Due vittime sul lavoro a distanza di ore in Calabria. Due persone comuni, che come tutti, avevano chiuso la porta di casa alle proprie spalle per imboccarsi le maniche e portare il pane a casa. Una porta che non si è più riaperta, poiché quello stesso lavoro che avrebbe dovuto garantirgli la vita, quella vita gliel’ha portata via.

 

1.090 i lavoratori che da gennaio a dicembre 2022 hanno perso la vita da Nord a Sud, con una media di oltre 90 vittime al mese: è questo il tragico bilancio delle vittime sul lavoro, che evidenzia quello che si sta tramutando – visti i dati allarmanti – in un vero e proprio fenomeno.


20 decessi alla settimana e almeno 3 infortuni mortali al giorno: uno scenario raccapricciante che pone gli operai e i lavoratori in uno stato di paura e terrore, nella piena consapevolezza di quanto il posto di lavoro non sia un luogo in cui vige la sicurezza e la tutela.

Per quanto si è avvertita una riduzione delle mortalità nell’anno 2021, esso va considerato come un “dato apparente”, considerando che i dati erano influenzati dalle morti da Covis19, costituendo un quarto dei decessi sul lavoro (294 su 1221).

Voci salvate =
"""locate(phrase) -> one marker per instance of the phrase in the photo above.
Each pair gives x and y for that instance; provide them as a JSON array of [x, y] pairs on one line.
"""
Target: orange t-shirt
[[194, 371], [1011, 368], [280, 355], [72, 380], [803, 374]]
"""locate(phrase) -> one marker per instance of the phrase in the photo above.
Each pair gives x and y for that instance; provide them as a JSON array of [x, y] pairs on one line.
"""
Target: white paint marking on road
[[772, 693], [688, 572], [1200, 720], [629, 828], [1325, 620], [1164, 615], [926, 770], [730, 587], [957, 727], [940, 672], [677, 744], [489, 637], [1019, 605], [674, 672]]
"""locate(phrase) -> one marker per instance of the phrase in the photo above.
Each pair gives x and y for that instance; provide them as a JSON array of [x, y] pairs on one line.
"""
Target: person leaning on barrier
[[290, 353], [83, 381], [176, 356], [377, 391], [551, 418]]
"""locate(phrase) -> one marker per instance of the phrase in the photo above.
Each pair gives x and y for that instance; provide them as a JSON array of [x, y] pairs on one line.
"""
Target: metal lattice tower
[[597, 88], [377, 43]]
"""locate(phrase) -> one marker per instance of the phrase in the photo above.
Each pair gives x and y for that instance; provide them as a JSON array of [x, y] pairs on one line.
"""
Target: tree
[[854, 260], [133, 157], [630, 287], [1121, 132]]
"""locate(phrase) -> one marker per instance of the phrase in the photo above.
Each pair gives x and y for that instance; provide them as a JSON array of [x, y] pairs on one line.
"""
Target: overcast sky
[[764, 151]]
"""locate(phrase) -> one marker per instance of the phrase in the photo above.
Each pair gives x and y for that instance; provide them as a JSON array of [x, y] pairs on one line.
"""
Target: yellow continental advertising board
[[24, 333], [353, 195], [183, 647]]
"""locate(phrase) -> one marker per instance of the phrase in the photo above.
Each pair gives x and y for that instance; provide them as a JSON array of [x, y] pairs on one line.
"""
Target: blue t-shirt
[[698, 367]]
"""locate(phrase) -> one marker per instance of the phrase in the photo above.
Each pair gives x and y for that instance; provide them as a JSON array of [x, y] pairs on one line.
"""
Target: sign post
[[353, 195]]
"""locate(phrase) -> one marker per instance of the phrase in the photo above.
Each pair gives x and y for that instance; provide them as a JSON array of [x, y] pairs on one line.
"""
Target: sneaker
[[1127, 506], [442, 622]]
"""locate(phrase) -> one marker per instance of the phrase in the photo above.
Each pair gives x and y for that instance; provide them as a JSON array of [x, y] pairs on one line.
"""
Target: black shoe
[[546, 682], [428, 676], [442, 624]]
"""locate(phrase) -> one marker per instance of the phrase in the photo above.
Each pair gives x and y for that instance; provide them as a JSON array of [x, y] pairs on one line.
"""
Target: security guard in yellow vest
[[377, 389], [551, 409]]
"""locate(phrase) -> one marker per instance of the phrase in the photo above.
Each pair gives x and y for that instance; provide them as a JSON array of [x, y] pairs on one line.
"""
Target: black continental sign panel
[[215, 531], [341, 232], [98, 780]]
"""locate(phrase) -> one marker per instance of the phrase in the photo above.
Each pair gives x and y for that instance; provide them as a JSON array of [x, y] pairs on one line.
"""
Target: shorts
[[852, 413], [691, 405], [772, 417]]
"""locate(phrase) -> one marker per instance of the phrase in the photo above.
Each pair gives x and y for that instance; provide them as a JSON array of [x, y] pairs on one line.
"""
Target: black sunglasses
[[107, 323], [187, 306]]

Istruzioni =
1. Ripeti, per favore, la parte del testo sulle morti sul lavoro compresa tra "Due vittime sul" e "gliel’ha portata via.", estremi inclusi.
2. Secondo il testo sulle morti sul lavoro, quanti lavoratori hanno perso la vita da gennaio a dicembre 2022?
3. Indica se ciascuna affermazione concorda con il testo sulle morti sul lavoro: (a) nel 2022 la media è di oltre 90 vittime al mese; (b) si contano almeno 5 infortuni mortali al giorno; (c) nel 2021 si è avvertita una riduzione delle mortalità.

Risposte per punto =
1.
Due vittime sul lavoro a distanza di ore in Calabria. Due persone comuni, che come tutti, avevano chiuso la porta di casa alle proprie spalle per imboccarsi le maniche e portare il pane a casa. Una porta che non si è più riaperta, poiché quello stesso lavoro che avrebbe dovuto garantirgli la vita, quella vita gliel’ha portata via.

2. 1.090 lavoratori.

3.
(a) Sì: "con una media di oltre 90 vittime al mese".
(b) No: "almeno 3 infortuni mortali al giorno".
(c) Sì: "Per quanto si è avvertita una riduzione delle mortalità nell’anno 2021".